[What the task requires]
Your task is to repeat the listing exactly.

----------------

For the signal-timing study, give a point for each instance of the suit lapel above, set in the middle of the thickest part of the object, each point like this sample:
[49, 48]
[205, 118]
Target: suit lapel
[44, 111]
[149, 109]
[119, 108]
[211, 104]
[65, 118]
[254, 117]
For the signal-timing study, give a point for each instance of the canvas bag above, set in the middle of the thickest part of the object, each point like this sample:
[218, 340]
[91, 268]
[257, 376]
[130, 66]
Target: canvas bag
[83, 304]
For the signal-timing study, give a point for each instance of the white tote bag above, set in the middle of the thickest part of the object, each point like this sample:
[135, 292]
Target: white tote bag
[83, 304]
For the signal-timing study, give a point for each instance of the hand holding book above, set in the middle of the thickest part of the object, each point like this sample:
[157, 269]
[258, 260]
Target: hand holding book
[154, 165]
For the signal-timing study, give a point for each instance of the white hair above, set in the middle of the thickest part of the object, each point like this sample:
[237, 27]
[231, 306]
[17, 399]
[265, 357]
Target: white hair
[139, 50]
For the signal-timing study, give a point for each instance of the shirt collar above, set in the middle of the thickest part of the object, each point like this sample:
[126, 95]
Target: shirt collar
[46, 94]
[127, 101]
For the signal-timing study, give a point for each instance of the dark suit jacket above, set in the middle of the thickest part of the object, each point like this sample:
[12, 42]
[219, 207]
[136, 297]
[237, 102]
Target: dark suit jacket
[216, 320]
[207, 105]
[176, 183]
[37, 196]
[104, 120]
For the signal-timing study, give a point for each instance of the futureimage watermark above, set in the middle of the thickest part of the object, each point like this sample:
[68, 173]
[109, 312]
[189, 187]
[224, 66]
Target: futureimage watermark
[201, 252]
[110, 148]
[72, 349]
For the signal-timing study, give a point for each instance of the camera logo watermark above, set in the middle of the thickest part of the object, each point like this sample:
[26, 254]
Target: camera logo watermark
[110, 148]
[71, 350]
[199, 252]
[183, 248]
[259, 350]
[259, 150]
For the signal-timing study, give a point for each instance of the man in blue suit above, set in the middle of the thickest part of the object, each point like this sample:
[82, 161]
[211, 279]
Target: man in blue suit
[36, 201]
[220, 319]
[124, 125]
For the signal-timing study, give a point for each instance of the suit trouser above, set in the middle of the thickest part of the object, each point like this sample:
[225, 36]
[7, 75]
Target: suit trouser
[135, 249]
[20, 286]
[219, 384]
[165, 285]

----------------

[Written reply]
For the signal-timing study, give a point for each instance of the suit lapel above, set in the middle of the thickest part of the object, each point like this sample:
[49, 48]
[205, 118]
Target: suit lapel
[44, 111]
[149, 109]
[119, 108]
[211, 104]
[65, 118]
[254, 117]
For the signal-timing study, give a point for each instance of the canvas bag above, set in the middle of the thickest part of the object, each point like this sample:
[218, 340]
[91, 268]
[257, 376]
[130, 66]
Target: canvas bag
[83, 304]
For the signal-timing study, give a point for each instance of the white tote bag above, set in the middle of the thickest part of the object, each point like this sample:
[135, 292]
Target: white tote bag
[83, 304]
For the signal-timing study, give a point for each instance of the hand holding book above, set in the middle of the thickest part of the object, each point like this sample:
[157, 269]
[258, 260]
Target: hand holding book
[154, 165]
For the signal-timing study, give a point for each instance of the white hair above, set in the middle of the thickest part of the object, each point like this sample:
[237, 27]
[231, 306]
[17, 399]
[265, 357]
Target: white hair
[139, 50]
For the signal-timing study, give a point for each instance of the shirt collar above, set in the middle of the thickest part of the object, each point like this sample:
[126, 95]
Target: shirt collar
[46, 94]
[127, 101]
For the signal-timing study, give a point for each instance of the dark suit jacket above, set in the middle of the thickest part of the object, each point like this sample:
[12, 42]
[219, 207]
[136, 297]
[237, 102]
Target: dark suit jacket
[216, 320]
[207, 105]
[176, 183]
[37, 196]
[104, 120]
For the signal-timing study, give a point for each instance of the futureimage watermark above, set in the middle of the thickest part of the object, each point like this sample:
[68, 173]
[109, 312]
[189, 187]
[224, 66]
Target: futureimage watermark
[201, 252]
[110, 148]
[72, 349]
For the signal-timing study, give a point for each instance of the camera logo watermark above, set in the middle of the thickest part of the object, each point like this sample:
[26, 254]
Target: camera logo watermark
[110, 148]
[71, 350]
[199, 252]
[183, 248]
[259, 350]
[259, 150]
For the signal-timing study, give a point for each instance of the man in blue suit above, set in the middle of the thickest part of the object, each point like this sample:
[82, 161]
[211, 279]
Target: man in blue suit
[36, 201]
[220, 319]
[124, 125]
For the signal-timing study, give a point for each instance of the suit trouser above, set in the middle of the thickest part of the object, each point like this sample:
[225, 36]
[7, 75]
Target: suit trouser
[135, 249]
[20, 286]
[219, 384]
[165, 285]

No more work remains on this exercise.